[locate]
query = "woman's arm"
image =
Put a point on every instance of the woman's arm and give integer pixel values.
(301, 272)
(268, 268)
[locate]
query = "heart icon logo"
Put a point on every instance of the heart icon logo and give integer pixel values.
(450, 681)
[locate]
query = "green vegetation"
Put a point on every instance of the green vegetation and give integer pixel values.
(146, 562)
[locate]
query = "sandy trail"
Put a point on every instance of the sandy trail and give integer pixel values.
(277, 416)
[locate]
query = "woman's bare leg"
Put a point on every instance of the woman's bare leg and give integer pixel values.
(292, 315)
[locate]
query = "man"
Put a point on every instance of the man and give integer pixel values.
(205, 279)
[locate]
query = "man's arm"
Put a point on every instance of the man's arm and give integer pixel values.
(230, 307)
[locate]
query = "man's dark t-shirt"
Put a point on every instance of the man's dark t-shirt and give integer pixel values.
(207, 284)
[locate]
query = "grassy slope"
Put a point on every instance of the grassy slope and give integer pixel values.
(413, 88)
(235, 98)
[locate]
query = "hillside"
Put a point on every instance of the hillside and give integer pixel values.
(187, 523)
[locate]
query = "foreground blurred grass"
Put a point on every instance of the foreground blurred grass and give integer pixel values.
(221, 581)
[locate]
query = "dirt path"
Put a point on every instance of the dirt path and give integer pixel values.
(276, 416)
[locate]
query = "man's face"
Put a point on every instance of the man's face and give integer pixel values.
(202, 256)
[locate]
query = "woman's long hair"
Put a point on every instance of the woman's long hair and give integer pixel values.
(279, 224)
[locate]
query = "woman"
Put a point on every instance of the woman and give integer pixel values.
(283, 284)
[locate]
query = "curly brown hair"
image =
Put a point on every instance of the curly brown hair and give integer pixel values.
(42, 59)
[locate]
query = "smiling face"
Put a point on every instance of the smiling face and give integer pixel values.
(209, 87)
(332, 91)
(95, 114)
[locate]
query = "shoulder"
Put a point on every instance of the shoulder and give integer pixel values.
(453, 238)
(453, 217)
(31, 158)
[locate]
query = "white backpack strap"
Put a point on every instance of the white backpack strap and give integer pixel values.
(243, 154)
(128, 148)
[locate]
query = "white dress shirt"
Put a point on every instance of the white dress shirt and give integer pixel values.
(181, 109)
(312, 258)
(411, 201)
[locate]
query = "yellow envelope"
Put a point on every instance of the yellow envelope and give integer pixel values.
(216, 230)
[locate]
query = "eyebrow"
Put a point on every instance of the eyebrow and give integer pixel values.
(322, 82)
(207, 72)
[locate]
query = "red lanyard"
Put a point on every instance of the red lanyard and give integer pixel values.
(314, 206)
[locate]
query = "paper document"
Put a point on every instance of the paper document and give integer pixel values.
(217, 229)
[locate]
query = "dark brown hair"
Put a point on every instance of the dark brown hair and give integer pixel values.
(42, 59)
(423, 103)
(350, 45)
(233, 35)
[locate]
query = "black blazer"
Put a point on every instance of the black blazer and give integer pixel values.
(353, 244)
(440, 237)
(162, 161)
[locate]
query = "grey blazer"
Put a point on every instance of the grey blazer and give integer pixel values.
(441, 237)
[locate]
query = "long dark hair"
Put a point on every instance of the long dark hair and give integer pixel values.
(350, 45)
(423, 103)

# [GIVEN TASK]
Count how many lines of the data above contain the string "dirt". Reply with the number alone.

# [RESULT FOR THIS TASK]
2